# Consigne 1:
Transposez en tableau Markdown, avec les colonnes « N° » et « Ligne », les lignes des entrées allant de celle qui contient « Where can you see the green » jusqu'à la dernière des entrées, bornes incluses. Omettez les lignes vides.

La musique vocale a une grande prégnance. Nous découvrons la musique à travers les intonations de la voix maternelle. Notre voix d'enfant mue à l'âge adulte. Chanter à l'unisson est une des plus importantes expériences humaines intersubjectives. Pensant d'abord au chant, saint Augustin définissait la musique comme l'art de bien moduler, de bien mouvoir. Il s'agit de mouvoir les sons mais aussi le corps : la musique naît du geste instrumental ou vocal approprié, elle suscite les mouvements harmonieux de la danse. Bien émouvoir aussi1. La musique propose une mise en forme du sentiment, un travail sur l'émotion, qui permet une mise à distance de leur brutalité : la musique est consolatrice au plus intime de nous-mêmes.

La musique peut abolir le temps et les distances : elle nous partage ce avec quoi le compositeur et l'interprète, proches ou lointains, ont été ou sont eux-mêmes en communion. En même temps, être tout ouïe, c'est être activement présent ici et maintenant à l'instant donné, avec sa mémoire, son intelligence et sa volonté. La musique peut réunir mais elle est aussi le lieu d'une affirmation identitaire : « Dis-moi ce que tu écoutes et je te dirai qui tu es. » Si cette dimension est trop envahissante, la musique peut diviser.

Antonín Dvorák nous apprend que toute musique au fond est une Symphonie du Nouveau Monde. Nous découvrons le monde des sons sous un jour nouveau : harmonie, horizon de sens, gratuité du jeu… Et cette découverte induit une espérance pour le monde réel : peut-il devenir plus beau ?

Mais la musique est comme dans une nuit obscure, une nuit des sens. La musique est un signifiant dont le signifié ne renvoie qu'à lui-même. Un son n'a de sens qu'en relation aux autres sons. La musique est autoréférentielle. Toute musique est quelque part nocturne : elle est une Petite Musique de nuit.

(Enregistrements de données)
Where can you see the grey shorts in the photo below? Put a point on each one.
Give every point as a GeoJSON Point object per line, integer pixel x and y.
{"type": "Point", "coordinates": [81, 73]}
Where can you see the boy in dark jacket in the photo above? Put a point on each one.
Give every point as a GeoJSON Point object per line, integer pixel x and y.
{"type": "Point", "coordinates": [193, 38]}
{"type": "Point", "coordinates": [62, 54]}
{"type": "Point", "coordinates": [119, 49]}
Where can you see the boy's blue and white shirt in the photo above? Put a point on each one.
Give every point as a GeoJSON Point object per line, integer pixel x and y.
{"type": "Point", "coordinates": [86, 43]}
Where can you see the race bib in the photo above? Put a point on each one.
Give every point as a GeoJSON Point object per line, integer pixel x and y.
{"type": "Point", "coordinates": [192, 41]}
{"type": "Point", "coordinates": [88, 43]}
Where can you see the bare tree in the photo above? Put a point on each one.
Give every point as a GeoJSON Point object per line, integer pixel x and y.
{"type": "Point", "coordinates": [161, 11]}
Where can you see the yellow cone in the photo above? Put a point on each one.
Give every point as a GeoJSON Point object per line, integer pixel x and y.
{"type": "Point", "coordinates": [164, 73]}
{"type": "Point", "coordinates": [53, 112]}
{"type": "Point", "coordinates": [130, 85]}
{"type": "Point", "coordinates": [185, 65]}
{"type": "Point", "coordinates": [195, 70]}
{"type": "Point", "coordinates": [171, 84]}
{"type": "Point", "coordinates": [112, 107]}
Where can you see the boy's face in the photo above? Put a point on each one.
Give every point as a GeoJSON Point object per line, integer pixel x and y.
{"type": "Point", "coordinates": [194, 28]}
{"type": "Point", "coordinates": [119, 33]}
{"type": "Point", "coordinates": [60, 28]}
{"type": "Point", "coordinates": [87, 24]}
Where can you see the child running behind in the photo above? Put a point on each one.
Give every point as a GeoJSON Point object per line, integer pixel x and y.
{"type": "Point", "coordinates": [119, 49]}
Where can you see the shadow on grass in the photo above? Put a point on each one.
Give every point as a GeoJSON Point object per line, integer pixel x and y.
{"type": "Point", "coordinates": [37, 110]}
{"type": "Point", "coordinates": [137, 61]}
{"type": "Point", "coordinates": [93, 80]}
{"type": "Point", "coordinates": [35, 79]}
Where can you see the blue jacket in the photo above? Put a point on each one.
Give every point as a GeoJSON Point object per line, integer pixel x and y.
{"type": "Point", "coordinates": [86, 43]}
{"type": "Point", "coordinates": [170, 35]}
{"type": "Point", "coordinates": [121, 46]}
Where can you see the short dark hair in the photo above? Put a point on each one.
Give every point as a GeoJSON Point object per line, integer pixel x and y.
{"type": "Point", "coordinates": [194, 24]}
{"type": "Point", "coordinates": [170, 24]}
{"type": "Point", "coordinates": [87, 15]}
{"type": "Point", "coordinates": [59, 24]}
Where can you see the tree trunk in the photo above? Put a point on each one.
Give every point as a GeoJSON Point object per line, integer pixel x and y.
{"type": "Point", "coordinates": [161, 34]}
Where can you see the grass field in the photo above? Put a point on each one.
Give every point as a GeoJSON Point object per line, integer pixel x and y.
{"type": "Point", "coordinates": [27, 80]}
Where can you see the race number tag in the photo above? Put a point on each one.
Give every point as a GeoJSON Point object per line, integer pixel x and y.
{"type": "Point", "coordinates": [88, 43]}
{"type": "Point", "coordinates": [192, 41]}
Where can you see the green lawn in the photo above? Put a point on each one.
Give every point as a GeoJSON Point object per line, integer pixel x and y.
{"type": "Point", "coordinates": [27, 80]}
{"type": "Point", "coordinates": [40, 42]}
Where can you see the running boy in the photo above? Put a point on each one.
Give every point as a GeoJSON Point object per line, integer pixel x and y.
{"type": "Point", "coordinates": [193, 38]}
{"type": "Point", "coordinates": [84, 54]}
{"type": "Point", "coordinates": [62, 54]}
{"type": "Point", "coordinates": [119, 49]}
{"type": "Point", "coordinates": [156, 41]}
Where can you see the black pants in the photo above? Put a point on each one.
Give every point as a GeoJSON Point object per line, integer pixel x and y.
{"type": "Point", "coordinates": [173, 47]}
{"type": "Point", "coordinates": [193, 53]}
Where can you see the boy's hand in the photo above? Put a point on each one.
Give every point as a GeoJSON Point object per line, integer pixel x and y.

# Consigne 2:
D'après l'extrait, quelle définition de la musique saint Augustin donnait-il ?

# Réponse attendue 1:
| N° | Ligne |
|---|---|
| 1 | Where can you see the green lawn in the photo above? Put a point on each one. |
| 2 | Give every point as a GeoJSON Point object per line, integer pixel x and y. |
| 3 | {"type": "Point", "coordinates": [27, 80]} |
| 4 | {"type": "Point", "coordinates": [40, 42]} |
| 5 | Where can you see the running boy in the photo above? Put a point on each one. |
| 6 | Give every point as a GeoJSON Point object per line, integer pixel x and y. |
| 7 | {"type": "Point", "coordinates": [193, 38]} |
| 8 | {"type": "Point", "coordinates": [84, 54]} |
| 9 | {"type": "Point", "coordinates": [62, 54]} |
| 10 | {"type": "Point", "coordinates": [119, 49]} |
| 11 | {"type": "Point", "coordinates": [156, 41]} |
| 12 | Where can you see the black pants in the photo above? Put a point on each one. |
| 13 | Give every point as a GeoJSON Point object per line, integer pixel x and y. |
| 14 | {"type": "Point", "coordinates": [173, 47]} |
| 15 | {"type": "Point", "coordinates": [193, 53]} |
| 16 | Where can you see the boy's hand in the photo above? Put a point on each one. |
| 17 | Give every point as a GeoJSON Point object per line, integer pixel x and y. |

# Réponse attendue 2:
L'art de bien moduler, de bien mouvoir.